Below is a set of records. Repeat all of them exactly.
EXERCISE MATERIAL section start
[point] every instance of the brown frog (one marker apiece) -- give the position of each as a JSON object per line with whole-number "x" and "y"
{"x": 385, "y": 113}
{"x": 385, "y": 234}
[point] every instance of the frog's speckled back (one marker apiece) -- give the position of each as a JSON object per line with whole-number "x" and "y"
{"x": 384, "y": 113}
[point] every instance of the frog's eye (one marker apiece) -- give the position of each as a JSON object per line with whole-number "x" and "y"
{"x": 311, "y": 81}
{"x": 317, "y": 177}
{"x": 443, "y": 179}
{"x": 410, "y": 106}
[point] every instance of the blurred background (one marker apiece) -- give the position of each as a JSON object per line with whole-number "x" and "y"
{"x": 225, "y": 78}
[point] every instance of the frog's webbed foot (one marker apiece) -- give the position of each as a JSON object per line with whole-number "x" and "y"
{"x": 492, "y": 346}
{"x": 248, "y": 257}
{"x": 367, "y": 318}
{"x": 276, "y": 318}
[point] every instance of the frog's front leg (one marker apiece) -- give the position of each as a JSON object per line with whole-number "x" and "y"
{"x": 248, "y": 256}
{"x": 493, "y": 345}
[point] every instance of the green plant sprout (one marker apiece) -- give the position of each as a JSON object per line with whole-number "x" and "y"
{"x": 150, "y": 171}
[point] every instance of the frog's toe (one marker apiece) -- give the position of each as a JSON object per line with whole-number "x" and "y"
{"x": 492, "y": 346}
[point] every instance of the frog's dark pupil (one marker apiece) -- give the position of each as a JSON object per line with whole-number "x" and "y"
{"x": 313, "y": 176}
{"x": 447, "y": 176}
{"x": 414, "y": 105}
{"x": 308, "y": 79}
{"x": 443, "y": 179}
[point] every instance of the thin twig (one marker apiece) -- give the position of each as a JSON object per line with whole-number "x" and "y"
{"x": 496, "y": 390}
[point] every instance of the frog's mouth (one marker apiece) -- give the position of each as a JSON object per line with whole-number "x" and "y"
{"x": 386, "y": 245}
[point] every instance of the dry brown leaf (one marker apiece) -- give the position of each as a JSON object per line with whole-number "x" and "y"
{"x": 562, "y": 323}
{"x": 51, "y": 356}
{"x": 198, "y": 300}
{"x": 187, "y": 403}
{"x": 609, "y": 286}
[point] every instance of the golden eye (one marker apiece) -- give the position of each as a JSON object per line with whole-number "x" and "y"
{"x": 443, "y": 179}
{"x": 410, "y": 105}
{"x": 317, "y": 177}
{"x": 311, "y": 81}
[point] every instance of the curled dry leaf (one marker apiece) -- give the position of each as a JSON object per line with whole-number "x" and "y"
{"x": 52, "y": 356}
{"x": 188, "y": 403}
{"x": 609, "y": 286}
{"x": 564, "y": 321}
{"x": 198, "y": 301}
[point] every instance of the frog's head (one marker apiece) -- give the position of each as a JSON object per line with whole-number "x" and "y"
EXERCISE MATERIAL section end
*EXERCISE OUTPUT*:
[point] every instance of the brown frog (one marker apiece) -- give the position of each as a JSON object per line with whole-number "x" and "y"
{"x": 385, "y": 113}
{"x": 385, "y": 234}
[point] every instance of the frog's speckled back (one marker apiece) -- give the position of each as a JSON object per line with whole-number "x" and "y"
{"x": 384, "y": 113}
[point] every instance of the frog's eye (one marker apiece) -- give the position of each as a JSON object per line with whole-number "x" and "y"
{"x": 311, "y": 81}
{"x": 317, "y": 177}
{"x": 443, "y": 179}
{"x": 410, "y": 106}
[point] every instance of the blurred background (one marker apiece) -- give the position of each as a JSON object per line with whole-number "x" and "y"
{"x": 225, "y": 78}
[point] every instance of the frog's webbed foot (one marker apiece) -- give the position of each as a JSON object per line with whole-number "x" and "y"
{"x": 492, "y": 346}
{"x": 248, "y": 257}
{"x": 367, "y": 318}
{"x": 276, "y": 318}
[point] every instance of the frog's front leg (one marker apiece) -- give the position of each as a JSON object per line with whole-number "x" and "y"
{"x": 248, "y": 256}
{"x": 493, "y": 345}
[point] every instance of the green plant sprout (one marker apiece) -- give the position of each as a JSON object per line with whole-number "x" and "y"
{"x": 150, "y": 171}
[point] every instance of the frog's toe (one marker apiece) -- give the position of each as a JSON object per line with whole-number "x" and "y"
{"x": 492, "y": 346}
[point] every instance of the frog's dark pupil (one marker apiece) -- give the position of each as a JSON object per line with whole-number "x" and "y"
{"x": 313, "y": 176}
{"x": 447, "y": 176}
{"x": 414, "y": 105}
{"x": 308, "y": 79}
{"x": 443, "y": 179}
[point] every instance of the thin twig (one marker apiece) -- give the position of each as a JSON object per line with whole-number "x" and "y"
{"x": 496, "y": 390}
[point] every instance of the frog's mouth (one marker apiece) -- give the position of each as a JSON object per line with whole-number "x" and "y"
{"x": 386, "y": 245}
[point] every instance of the dry brown leaf (one marker apiece) -- give the position of each as a JSON object per line with whole-number "x" and "y"
{"x": 562, "y": 323}
{"x": 51, "y": 356}
{"x": 198, "y": 300}
{"x": 187, "y": 403}
{"x": 609, "y": 286}
[point] every instance of the golden eye (one marker apiece) -- give the position of each as a JSON object per line with whole-number "x" and "y"
{"x": 443, "y": 179}
{"x": 410, "y": 105}
{"x": 317, "y": 177}
{"x": 311, "y": 81}
[point] every instance of the curled dry leaf (one marker apiece) -- give the position of each as a JSON object per line with whole-number "x" and "y"
{"x": 52, "y": 356}
{"x": 188, "y": 403}
{"x": 609, "y": 286}
{"x": 564, "y": 321}
{"x": 198, "y": 301}
[point] every instance of the frog's head (one marker apiece) -- give the position of each as a JSON object per line with whole-number "x" and "y"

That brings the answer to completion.